▶ Text excerpt
--- Begin ---

THE VOYAGES OF d'ENTRECASTEAUX
The mission of French admiral, Joseph-Antoine Raymond de Bruny d'Entrecasteaux, was primarily to lead a search for fellow Frenchman Jean-Francois de Galaup La Perouse, who had vanished after departing Botany Bay on 10th March, 1788. It was sadly a mission doomed to failure.
Chosen by Louis XVI, the crew included botanists, hydrographers, astronomers, artists, a gardener and Louis Girardin, a mysterious steward. The secondary purpose of d'Entrecasteaux's mission was to fill in a number of cartographical gaps in the maps of New Holland (Australia). Two store ships had been refurbished with cabins and storage holes for the long journey. The Recherche, complete with above deck windmill for grinding wheat, was under the command of d'Entrecasteaux, and the Esperance, which was placed under the command of Jean-Michel Huon de Kermadec.
Just weeks into the voyage, as the expedition rounded the Cape of Good Hope, d'Entrecasteaux received word that natives had been sighted off the Admiralty Islands near New Guinea wearing French naval uniforms presumably taken from the stricken La Perouse.
d'Entrecasteaux from Voyage to Australia and the Pacific 1791-1793.
Although sceptical, d'Entrecasteaux agreed to investigate and shortly after the expedition struck the notorious Roaring Forties. For almost a month, the brutal waves battered their timber hulls until, with his ships badly damaged and his crew dangerously short of fresh water, d'Entrecasteaux headed due east towards the sanctuary of Van Diemen's Land (Tasmania).
Recherche Bay, Tasmania.
When d'Entrecasteaux arrived on 23rd of April, 1792, Van Diemen's Land was officially just a squiggle of coast, its circumnavigation still six years away. To the north, New Holland's southeast corner remained uncharted and the mystery of whether an ocean separated Van Diemen's Land from the mainland was still unsolved. Sadly, such other decisions that determined fate for if d'Entrecasteaux's ships had continued along Australia's south coast as planned, the French would have discovered the uncharted coastline of South Australia and Victoria ten years earlier than Matthew Flinders.
This was the first of two extraordinary visits that d'Entrecasteaux made to what is now known as Recherche Bay. It was here that the weary crew discovered not only pristine water and some of the world's strongest timber, they also entered an Eden previously unknown to Europeans. It was d'Entrecasteaux who enthused about the tall trees, fish in abundance, while flocks of parrots, swans, ducks, pelicans, eagles, partridges and crows provided wild games to roast over their fires.

--- End ---

▶ Extracted material
--- Begin ---

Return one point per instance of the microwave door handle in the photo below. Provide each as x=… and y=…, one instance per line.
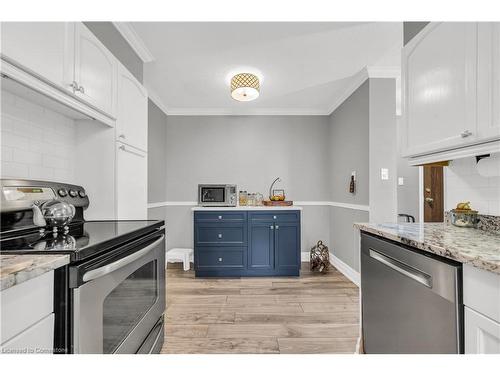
x=104, y=270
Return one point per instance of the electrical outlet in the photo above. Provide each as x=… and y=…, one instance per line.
x=384, y=173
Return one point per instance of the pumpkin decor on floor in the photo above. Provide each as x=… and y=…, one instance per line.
x=320, y=257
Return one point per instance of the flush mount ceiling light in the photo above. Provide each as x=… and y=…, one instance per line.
x=245, y=87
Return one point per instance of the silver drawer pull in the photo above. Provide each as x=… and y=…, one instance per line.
x=123, y=148
x=402, y=268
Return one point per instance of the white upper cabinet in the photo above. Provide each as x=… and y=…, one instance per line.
x=439, y=67
x=132, y=111
x=488, y=76
x=44, y=48
x=95, y=71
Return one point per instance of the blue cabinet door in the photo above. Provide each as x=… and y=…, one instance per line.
x=261, y=246
x=287, y=246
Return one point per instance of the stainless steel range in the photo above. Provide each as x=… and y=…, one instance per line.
x=111, y=297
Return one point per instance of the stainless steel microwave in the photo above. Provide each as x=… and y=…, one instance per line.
x=217, y=195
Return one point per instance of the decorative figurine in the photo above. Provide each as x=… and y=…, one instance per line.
x=320, y=257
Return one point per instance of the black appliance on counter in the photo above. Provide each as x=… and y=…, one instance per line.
x=110, y=298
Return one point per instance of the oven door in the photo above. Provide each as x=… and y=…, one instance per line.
x=120, y=299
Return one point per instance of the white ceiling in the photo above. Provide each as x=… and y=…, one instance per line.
x=305, y=67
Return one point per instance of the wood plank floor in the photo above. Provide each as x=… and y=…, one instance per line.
x=313, y=313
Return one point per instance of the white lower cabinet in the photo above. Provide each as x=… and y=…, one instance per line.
x=27, y=318
x=131, y=183
x=482, y=310
x=482, y=334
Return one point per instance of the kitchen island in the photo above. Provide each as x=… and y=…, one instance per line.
x=247, y=241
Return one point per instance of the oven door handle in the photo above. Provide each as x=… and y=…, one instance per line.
x=104, y=270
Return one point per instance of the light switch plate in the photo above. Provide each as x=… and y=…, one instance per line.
x=384, y=173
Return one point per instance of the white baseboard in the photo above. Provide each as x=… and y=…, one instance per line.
x=347, y=270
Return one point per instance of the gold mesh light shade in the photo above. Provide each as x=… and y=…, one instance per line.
x=245, y=87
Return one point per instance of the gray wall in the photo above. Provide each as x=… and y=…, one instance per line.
x=112, y=39
x=348, y=147
x=157, y=154
x=410, y=29
x=349, y=151
x=249, y=151
x=383, y=150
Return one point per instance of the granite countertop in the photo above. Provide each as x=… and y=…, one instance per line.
x=248, y=208
x=466, y=245
x=15, y=269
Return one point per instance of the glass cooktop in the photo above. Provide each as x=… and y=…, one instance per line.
x=84, y=239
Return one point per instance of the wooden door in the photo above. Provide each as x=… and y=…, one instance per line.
x=132, y=103
x=433, y=194
x=95, y=71
x=439, y=67
x=44, y=48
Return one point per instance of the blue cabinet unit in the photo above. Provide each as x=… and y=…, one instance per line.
x=247, y=243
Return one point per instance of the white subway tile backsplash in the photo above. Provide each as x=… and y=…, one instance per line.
x=37, y=143
x=463, y=183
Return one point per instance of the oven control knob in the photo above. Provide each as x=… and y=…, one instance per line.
x=62, y=192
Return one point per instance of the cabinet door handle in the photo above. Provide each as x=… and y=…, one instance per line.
x=74, y=86
x=466, y=133
x=123, y=148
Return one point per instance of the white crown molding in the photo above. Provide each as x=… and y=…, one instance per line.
x=374, y=71
x=248, y=112
x=134, y=40
x=156, y=99
x=357, y=80
x=350, y=206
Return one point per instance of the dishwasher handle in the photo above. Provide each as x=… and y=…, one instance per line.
x=402, y=268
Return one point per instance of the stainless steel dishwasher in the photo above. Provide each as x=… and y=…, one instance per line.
x=411, y=301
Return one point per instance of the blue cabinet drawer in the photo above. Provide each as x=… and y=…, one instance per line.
x=220, y=234
x=282, y=216
x=212, y=258
x=220, y=216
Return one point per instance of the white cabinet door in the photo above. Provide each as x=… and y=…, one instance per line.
x=132, y=113
x=44, y=48
x=95, y=71
x=131, y=183
x=488, y=80
x=439, y=68
x=482, y=335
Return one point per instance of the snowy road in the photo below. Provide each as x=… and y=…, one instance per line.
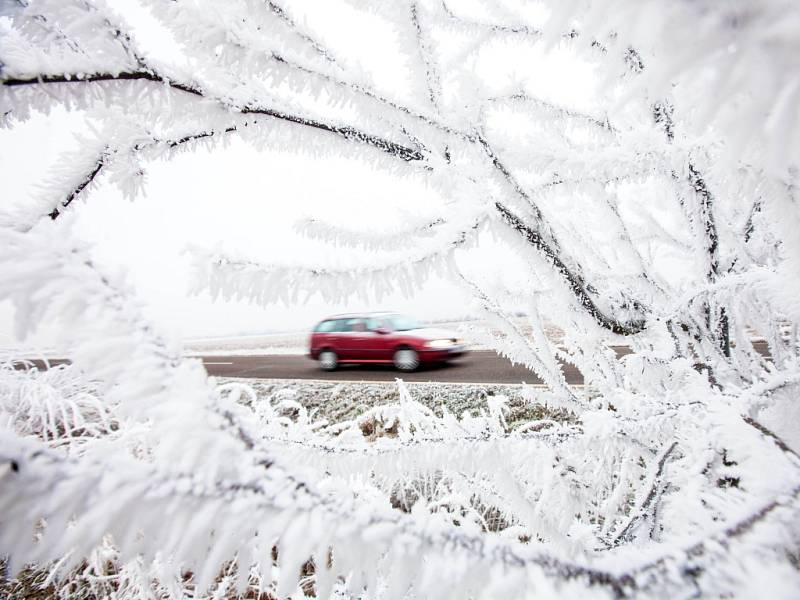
x=475, y=367
x=482, y=366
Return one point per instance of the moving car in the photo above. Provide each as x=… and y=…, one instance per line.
x=388, y=338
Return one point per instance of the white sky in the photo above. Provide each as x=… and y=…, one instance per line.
x=234, y=198
x=238, y=199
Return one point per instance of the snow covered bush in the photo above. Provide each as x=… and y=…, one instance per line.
x=640, y=158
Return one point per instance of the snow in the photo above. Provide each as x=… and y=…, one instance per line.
x=567, y=162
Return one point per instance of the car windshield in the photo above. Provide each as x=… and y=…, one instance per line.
x=403, y=322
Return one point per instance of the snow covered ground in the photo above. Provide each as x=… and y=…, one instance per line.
x=338, y=402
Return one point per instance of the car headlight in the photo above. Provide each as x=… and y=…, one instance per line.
x=439, y=343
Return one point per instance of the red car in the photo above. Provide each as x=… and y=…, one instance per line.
x=387, y=338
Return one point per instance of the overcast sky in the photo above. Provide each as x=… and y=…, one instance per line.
x=239, y=199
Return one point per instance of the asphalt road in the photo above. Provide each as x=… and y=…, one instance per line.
x=476, y=367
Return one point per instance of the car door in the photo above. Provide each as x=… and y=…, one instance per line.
x=352, y=340
x=381, y=339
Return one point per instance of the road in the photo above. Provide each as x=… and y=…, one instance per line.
x=480, y=366
x=475, y=367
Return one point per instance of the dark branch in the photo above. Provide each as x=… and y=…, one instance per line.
x=639, y=513
x=90, y=177
x=349, y=133
x=575, y=283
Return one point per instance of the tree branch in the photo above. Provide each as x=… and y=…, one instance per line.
x=574, y=282
x=348, y=133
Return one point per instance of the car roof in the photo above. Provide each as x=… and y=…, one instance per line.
x=364, y=314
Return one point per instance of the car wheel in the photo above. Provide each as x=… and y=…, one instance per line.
x=406, y=359
x=328, y=360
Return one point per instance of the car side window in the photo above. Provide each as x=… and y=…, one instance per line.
x=355, y=325
x=374, y=323
x=325, y=327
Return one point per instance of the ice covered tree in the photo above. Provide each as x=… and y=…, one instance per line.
x=657, y=209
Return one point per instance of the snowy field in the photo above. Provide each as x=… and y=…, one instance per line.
x=337, y=402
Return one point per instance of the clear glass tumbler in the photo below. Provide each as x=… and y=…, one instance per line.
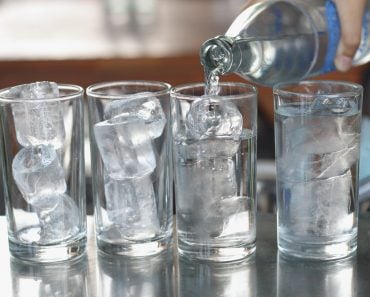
x=317, y=133
x=214, y=156
x=131, y=166
x=42, y=164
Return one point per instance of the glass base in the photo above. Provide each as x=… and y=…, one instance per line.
x=48, y=253
x=318, y=251
x=216, y=254
x=134, y=249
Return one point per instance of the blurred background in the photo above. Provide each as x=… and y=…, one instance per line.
x=88, y=41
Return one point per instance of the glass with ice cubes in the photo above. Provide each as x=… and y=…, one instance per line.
x=131, y=166
x=42, y=165
x=317, y=133
x=214, y=155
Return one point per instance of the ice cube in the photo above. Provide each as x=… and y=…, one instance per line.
x=228, y=216
x=335, y=105
x=143, y=106
x=322, y=207
x=37, y=172
x=131, y=206
x=214, y=116
x=38, y=122
x=125, y=147
x=210, y=148
x=211, y=180
x=318, y=148
x=59, y=217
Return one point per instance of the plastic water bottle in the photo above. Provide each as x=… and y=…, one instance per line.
x=281, y=40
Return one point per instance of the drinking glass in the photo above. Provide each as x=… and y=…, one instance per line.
x=42, y=164
x=214, y=156
x=131, y=166
x=317, y=133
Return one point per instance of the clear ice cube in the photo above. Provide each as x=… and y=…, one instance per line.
x=214, y=116
x=143, y=106
x=335, y=105
x=125, y=147
x=211, y=180
x=131, y=206
x=38, y=172
x=59, y=217
x=38, y=122
x=210, y=148
x=322, y=207
x=319, y=148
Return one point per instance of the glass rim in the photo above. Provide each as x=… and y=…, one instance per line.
x=252, y=90
x=78, y=91
x=354, y=89
x=92, y=90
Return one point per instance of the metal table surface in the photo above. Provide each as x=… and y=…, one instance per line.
x=267, y=273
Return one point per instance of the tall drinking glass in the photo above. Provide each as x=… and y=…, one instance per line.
x=131, y=166
x=42, y=165
x=214, y=155
x=317, y=133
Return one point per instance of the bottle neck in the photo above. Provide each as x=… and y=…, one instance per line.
x=216, y=54
x=224, y=54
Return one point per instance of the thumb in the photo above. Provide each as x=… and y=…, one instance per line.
x=350, y=16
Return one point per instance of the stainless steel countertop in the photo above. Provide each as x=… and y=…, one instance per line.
x=267, y=273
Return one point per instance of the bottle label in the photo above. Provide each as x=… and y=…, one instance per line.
x=333, y=29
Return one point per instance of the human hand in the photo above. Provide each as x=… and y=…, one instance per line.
x=350, y=15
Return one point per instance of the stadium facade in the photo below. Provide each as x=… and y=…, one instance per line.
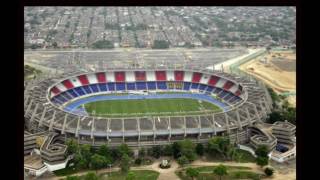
x=46, y=100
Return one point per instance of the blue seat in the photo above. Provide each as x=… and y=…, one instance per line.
x=94, y=88
x=55, y=101
x=186, y=86
x=120, y=87
x=194, y=86
x=64, y=94
x=221, y=95
x=162, y=85
x=151, y=85
x=131, y=86
x=111, y=86
x=80, y=91
x=141, y=85
x=62, y=99
x=202, y=87
x=103, y=87
x=217, y=90
x=73, y=93
x=87, y=89
x=228, y=96
x=209, y=89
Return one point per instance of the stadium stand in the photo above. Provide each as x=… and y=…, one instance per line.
x=83, y=79
x=79, y=91
x=141, y=85
x=94, y=88
x=111, y=86
x=67, y=84
x=140, y=75
x=151, y=85
x=55, y=90
x=170, y=75
x=228, y=85
x=161, y=85
x=131, y=86
x=178, y=75
x=103, y=87
x=101, y=77
x=120, y=76
x=110, y=77
x=194, y=86
x=161, y=76
x=196, y=77
x=204, y=79
x=130, y=76
x=213, y=80
x=186, y=86
x=120, y=86
x=92, y=78
x=87, y=89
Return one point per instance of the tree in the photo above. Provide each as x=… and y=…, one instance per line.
x=105, y=151
x=176, y=150
x=156, y=151
x=72, y=178
x=124, y=149
x=187, y=149
x=131, y=176
x=269, y=171
x=262, y=155
x=191, y=172
x=102, y=44
x=125, y=163
x=98, y=161
x=200, y=149
x=55, y=44
x=91, y=176
x=142, y=152
x=73, y=146
x=183, y=160
x=220, y=170
x=220, y=145
x=262, y=161
x=160, y=44
x=167, y=150
x=262, y=151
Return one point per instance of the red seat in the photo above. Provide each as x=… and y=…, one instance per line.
x=213, y=80
x=238, y=92
x=83, y=79
x=196, y=77
x=178, y=75
x=228, y=85
x=161, y=76
x=67, y=83
x=55, y=90
x=119, y=76
x=101, y=77
x=140, y=75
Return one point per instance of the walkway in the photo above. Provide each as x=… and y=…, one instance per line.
x=169, y=174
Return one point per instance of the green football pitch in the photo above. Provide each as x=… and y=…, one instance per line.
x=149, y=106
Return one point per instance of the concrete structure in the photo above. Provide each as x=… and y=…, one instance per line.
x=148, y=130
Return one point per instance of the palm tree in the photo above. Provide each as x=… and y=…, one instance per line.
x=191, y=172
x=220, y=170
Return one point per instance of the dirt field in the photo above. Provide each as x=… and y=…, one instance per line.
x=276, y=69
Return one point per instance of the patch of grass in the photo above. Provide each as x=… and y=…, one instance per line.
x=179, y=106
x=139, y=174
x=234, y=172
x=66, y=171
x=244, y=156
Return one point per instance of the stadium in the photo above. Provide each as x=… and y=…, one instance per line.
x=147, y=107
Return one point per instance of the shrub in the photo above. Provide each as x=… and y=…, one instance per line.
x=269, y=171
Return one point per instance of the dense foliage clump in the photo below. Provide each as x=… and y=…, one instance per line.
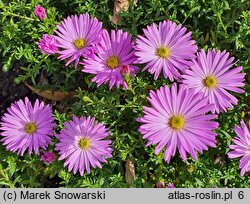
x=223, y=25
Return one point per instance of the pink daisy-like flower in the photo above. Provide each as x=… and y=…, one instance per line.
x=82, y=143
x=166, y=48
x=27, y=127
x=241, y=148
x=213, y=75
x=40, y=12
x=115, y=56
x=47, y=44
x=77, y=37
x=178, y=119
x=48, y=157
x=170, y=185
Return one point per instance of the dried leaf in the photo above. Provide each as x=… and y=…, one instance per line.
x=129, y=171
x=51, y=95
x=119, y=6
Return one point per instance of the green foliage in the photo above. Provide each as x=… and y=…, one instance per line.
x=214, y=24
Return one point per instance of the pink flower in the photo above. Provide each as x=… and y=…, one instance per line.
x=40, y=12
x=48, y=157
x=159, y=184
x=47, y=44
x=170, y=185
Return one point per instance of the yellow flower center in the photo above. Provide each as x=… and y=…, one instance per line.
x=84, y=143
x=79, y=43
x=176, y=122
x=113, y=62
x=210, y=81
x=30, y=128
x=163, y=52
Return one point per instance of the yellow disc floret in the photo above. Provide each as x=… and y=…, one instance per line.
x=210, y=81
x=79, y=43
x=176, y=122
x=84, y=143
x=163, y=52
x=30, y=128
x=113, y=62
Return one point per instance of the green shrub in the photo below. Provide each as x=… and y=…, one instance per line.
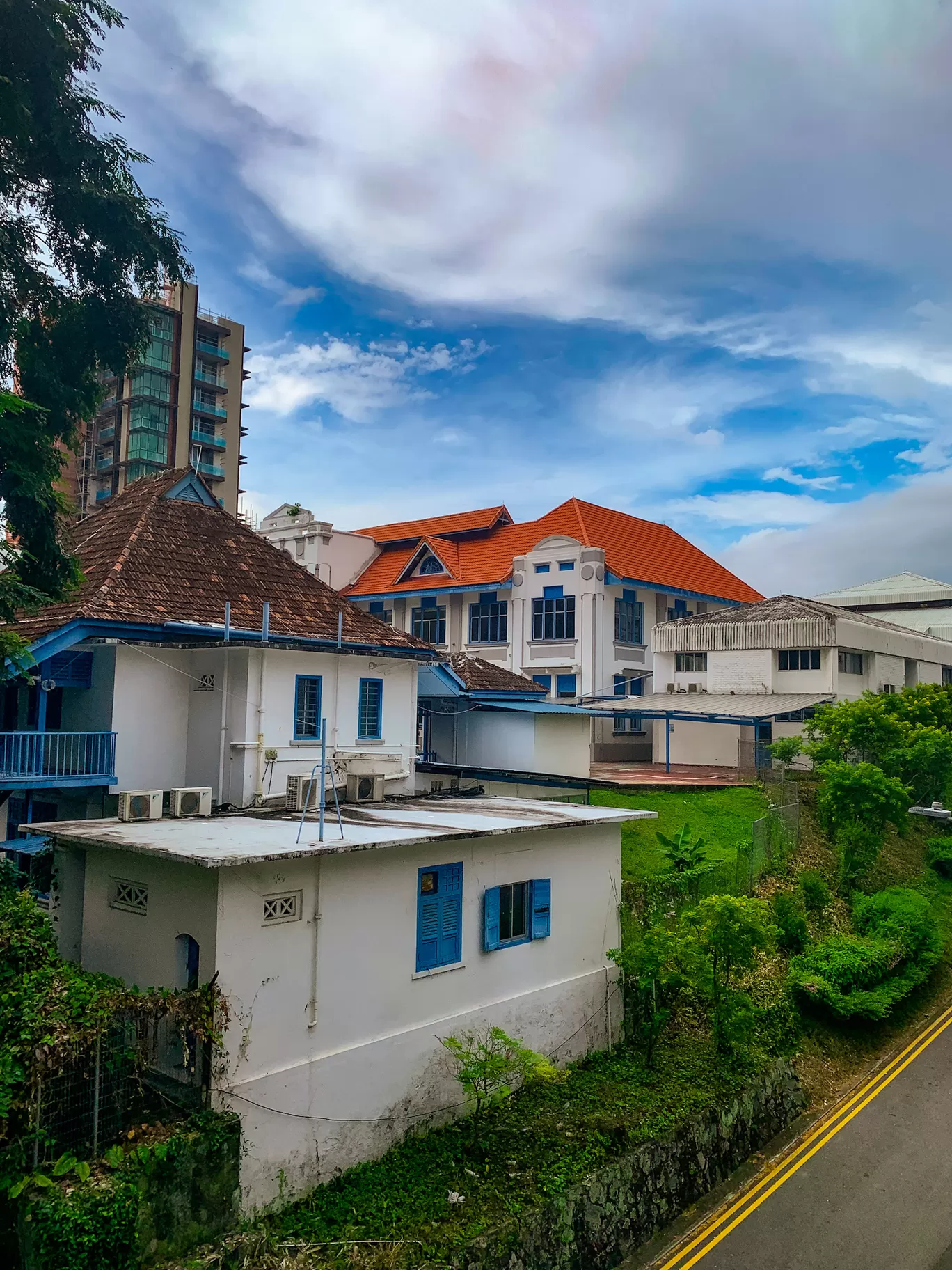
x=815, y=892
x=938, y=856
x=790, y=921
x=903, y=917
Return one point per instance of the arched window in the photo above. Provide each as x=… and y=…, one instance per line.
x=186, y=962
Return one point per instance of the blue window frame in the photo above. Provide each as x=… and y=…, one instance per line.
x=308, y=707
x=440, y=916
x=628, y=619
x=517, y=914
x=370, y=715
x=565, y=686
x=429, y=621
x=554, y=616
x=489, y=620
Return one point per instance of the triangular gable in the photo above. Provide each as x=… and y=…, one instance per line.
x=428, y=548
x=191, y=489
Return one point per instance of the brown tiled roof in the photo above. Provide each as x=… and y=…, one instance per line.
x=151, y=559
x=482, y=676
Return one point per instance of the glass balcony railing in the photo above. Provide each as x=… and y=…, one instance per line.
x=209, y=439
x=206, y=408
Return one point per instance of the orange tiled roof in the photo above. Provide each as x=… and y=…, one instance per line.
x=460, y=522
x=635, y=549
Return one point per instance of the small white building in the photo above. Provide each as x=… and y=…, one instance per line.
x=762, y=668
x=344, y=962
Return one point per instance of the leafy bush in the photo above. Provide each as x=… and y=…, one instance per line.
x=815, y=892
x=790, y=921
x=938, y=855
x=903, y=917
x=858, y=847
x=861, y=793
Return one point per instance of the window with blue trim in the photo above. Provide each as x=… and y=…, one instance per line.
x=440, y=916
x=517, y=914
x=554, y=616
x=489, y=620
x=565, y=686
x=429, y=621
x=628, y=619
x=370, y=715
x=308, y=707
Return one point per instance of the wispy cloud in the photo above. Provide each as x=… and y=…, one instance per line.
x=354, y=382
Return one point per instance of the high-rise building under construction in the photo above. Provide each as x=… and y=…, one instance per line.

--- End ---

▶ Problem set
**A.** Retype the account of d'Entrecasteaux's voyages, starting at the words "Although sceptical, d'Entrecasteaux" and ending after "Diemen's Land (Tasmania).".
**B.** Extend the account of d'Entrecasteaux's voyages by picking up after its final sentence.

▶ Per-task answers
**A.**
Although sceptical, d'Entrecasteaux agreed to investigate and shortly after the expedition struck the notorious Roaring Forties. For almost a month, the brutal waves battered their timber hulls until, with his ships badly damaged and his crew dangerously short of fresh water, d'Entrecasteaux headed due east towards the sanctuary of Van Diemen's Land (Tasmania).

**B.**
The enforced five-week gave the scientists a chance to explore the new world. Jacques-Julien Houtou de Labillardiere, one of two botanists on board, carefully plucked specimens to be documented by the ship's artists, Nicholas Piron. Among the 5,000 plants, which included at least 100 new species, was the first blue gum eucalyptus. The expedition gardener Felix Delahaye - later to become Empress Josephine's head gardener at Malmaison - laid out the first European vegetable garden in Tasmania. Unfortunately, it was too late in autumn for the plants to prosper.
The astronomers were similarly disappointed. A unique opportunity to observe the satellite of Jupiter cross the southern sky was scuppered by delays in setting up complex viewing equipment. By contrast, however, the hydrographers were spectacularly successful, recording landmark observations of the earth's magnetic fields that would transform navigation.
Within this band of intellectuals was the ship's steward, Louis Girargin. Louis Girargin was, in fact, a 38 year old woman, Marie Louise Victoire Girargin. It is known that both d'Entrecasteaux and Kermadec not only knew of this deception but appeared to encourage it. Little is known about Louise but it is believed that she was the daughter of the head gardener at the Royal Court of Versailles who was forced out of France after shaming her father by having an illegitimate child. According to the diary notes of the crew, she was allocated a special cabin and was allowed pretty much to keep to herself. She was keen to maintain her masculine disguise and defended her masculinity by challenging a fellow crewman to a sword fight during which she suffered a gash to the arm. It appears that Louise Girargin was the first European woman to duel on Australian soil and certainly she was the first white woman to touch Tasmania twelve years before European settlement at Hobart Town. She later became the lover of a sub-lieutenant on the Recherche and sadly the pair died of dysentery a day apart in late 1794.
Despite spending more than a month at anchor during their first visit to Recherche Bay, the expedition did not encounter aboriginal Tasmanians - the Palawa people - although their presence was clear. The crew did find a small hut, water bags made of dry seaweed and intricate baskets woven with strips of bark. D'Entrecasteaux was intrigued by the lack of weapons assuming that they lived in peace.
The search for La Perouse continued along the east coast of Australia, through the islands of Indonesia and down the west coast of Australia, d'Entrecasteaux was again thwarted by a lack of water in his attempt to navigate the southern coastline. Knowing they were certain to find fresh water at Recherche Bay, he anchored there for a second time on the 20th January, 1793, for another five weeks layover.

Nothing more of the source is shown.